Instruction ::
Copy verbatim the portion of the rows below that begins with the line containing "query: chimney" and continues through the end of the rows.

(Excerpts of labeled region data)

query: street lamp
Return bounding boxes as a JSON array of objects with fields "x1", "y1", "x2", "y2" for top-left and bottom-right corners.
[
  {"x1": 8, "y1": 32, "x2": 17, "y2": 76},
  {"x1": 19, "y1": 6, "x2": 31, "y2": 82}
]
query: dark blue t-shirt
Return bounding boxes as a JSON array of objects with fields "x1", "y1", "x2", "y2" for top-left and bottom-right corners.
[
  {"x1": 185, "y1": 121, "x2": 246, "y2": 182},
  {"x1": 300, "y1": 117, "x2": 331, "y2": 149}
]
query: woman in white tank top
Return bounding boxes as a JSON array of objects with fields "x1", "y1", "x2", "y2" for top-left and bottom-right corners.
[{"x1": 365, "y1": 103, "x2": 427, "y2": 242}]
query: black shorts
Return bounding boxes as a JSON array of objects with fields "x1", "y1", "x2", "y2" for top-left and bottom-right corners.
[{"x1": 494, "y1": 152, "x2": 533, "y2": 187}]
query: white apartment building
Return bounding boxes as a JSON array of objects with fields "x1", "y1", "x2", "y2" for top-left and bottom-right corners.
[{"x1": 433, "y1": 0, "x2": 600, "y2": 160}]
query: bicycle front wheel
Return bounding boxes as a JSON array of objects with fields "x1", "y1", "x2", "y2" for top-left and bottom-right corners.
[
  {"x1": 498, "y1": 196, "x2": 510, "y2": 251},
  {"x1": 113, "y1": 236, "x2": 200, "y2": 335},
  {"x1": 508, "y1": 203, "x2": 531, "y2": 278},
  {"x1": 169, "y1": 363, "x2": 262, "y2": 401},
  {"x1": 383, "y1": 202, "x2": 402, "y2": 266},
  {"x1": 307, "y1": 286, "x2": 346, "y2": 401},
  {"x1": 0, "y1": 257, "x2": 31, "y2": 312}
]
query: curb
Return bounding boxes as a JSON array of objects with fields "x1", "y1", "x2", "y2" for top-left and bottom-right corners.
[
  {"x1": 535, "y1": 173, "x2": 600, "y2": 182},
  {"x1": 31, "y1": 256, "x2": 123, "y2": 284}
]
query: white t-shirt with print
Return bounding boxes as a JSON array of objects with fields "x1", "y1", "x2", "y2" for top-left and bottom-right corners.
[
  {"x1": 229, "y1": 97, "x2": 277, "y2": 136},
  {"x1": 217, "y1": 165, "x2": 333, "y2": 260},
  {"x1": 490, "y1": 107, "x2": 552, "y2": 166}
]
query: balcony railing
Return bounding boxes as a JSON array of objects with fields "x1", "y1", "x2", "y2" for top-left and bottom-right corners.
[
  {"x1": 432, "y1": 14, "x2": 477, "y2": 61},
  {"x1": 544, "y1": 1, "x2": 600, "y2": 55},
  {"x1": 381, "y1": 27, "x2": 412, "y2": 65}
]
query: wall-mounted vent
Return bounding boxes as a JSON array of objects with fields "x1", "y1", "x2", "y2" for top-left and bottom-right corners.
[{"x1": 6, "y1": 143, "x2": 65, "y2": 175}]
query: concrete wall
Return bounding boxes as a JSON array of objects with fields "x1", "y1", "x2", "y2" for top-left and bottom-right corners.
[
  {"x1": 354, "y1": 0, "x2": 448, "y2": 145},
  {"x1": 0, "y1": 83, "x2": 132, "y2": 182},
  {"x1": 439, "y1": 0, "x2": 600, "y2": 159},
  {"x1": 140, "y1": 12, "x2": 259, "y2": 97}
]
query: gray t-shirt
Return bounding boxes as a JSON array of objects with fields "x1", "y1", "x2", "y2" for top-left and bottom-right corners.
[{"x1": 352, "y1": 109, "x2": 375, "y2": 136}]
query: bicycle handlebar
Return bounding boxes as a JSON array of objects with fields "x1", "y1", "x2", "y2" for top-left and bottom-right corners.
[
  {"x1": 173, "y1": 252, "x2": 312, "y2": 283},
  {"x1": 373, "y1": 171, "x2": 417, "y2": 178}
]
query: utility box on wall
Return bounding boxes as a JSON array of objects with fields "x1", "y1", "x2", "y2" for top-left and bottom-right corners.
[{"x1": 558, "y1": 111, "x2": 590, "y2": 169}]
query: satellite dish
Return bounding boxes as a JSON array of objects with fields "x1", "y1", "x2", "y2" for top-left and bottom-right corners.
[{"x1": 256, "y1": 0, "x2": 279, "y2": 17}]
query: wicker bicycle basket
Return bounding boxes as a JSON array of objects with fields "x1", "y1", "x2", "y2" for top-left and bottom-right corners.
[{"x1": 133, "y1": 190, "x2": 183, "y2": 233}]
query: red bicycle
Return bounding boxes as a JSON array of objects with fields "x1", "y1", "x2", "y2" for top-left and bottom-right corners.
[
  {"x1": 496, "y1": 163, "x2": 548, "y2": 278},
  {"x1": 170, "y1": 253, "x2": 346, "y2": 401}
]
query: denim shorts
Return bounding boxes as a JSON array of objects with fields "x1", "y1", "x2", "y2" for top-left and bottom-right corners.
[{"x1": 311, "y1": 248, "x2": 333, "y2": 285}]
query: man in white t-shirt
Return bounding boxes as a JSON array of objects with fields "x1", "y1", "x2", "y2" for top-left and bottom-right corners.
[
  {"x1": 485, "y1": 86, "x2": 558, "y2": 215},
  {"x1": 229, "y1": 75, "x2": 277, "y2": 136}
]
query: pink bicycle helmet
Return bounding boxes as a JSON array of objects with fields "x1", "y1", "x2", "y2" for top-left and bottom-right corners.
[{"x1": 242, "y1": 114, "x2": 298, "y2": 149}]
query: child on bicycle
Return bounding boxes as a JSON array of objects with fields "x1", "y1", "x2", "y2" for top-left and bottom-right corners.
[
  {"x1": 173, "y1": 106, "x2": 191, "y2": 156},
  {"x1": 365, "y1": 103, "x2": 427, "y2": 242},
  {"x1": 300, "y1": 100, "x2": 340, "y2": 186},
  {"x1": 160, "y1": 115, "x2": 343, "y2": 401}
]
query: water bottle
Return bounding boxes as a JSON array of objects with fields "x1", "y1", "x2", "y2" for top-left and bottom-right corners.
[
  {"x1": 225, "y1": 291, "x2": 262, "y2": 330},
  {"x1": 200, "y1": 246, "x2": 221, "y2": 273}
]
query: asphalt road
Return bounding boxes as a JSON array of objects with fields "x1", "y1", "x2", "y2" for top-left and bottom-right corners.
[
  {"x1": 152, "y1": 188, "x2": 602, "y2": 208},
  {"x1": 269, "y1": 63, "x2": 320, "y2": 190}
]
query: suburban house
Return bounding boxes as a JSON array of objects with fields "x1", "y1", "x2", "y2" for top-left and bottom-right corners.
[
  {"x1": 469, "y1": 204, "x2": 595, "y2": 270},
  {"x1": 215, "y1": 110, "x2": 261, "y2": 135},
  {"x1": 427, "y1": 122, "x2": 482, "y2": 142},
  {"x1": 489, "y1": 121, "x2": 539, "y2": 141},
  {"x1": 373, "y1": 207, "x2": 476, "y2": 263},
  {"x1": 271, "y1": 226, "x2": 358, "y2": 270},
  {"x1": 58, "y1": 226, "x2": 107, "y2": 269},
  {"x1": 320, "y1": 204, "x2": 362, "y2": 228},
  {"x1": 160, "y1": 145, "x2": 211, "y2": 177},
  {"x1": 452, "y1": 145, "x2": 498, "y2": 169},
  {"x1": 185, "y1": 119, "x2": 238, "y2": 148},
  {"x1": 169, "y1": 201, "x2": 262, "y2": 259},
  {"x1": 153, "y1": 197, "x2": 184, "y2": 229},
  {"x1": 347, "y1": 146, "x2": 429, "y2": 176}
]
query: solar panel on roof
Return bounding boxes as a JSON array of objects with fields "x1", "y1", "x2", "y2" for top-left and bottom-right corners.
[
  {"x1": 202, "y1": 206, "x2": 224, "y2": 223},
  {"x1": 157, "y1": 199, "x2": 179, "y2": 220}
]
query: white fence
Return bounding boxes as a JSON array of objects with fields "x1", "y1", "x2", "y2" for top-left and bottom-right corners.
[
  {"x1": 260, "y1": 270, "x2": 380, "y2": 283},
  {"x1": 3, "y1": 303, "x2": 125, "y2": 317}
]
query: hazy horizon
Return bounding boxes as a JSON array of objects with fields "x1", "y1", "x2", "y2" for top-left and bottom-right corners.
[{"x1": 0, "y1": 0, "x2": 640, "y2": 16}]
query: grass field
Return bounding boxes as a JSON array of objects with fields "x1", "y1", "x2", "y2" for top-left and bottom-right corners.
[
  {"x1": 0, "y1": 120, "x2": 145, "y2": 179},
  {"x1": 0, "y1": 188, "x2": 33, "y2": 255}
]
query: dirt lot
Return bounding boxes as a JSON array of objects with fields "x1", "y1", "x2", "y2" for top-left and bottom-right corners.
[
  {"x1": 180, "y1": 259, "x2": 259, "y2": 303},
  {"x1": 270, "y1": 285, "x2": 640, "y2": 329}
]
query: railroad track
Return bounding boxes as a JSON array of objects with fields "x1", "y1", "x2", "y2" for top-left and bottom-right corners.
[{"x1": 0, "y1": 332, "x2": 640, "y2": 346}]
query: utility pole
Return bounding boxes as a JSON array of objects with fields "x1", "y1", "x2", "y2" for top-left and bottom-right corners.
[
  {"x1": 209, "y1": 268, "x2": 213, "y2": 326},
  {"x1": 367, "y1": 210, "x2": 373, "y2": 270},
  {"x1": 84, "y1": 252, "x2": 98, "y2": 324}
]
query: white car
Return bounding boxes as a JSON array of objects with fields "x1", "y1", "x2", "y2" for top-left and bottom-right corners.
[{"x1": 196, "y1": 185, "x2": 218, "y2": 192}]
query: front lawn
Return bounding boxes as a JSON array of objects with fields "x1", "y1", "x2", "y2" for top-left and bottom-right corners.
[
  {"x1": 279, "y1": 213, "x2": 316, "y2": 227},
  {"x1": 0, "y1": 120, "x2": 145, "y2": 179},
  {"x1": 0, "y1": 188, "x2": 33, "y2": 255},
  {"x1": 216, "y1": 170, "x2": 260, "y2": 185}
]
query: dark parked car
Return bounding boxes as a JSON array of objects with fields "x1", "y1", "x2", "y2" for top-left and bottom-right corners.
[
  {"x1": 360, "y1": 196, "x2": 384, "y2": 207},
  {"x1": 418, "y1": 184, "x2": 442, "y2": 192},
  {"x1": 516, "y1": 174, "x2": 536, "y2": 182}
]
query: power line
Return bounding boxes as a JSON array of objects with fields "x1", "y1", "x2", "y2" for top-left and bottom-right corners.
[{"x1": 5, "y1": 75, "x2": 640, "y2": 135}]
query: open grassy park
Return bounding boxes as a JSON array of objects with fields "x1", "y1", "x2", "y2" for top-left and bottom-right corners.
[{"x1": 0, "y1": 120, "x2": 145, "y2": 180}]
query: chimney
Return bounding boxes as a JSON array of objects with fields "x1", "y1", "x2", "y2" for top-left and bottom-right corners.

Result for this task ::
query: chimney
Return bounding boxes as a JSON array of objects with fields "x1", "y1", "x2", "y2" for top-left and bottom-right corners.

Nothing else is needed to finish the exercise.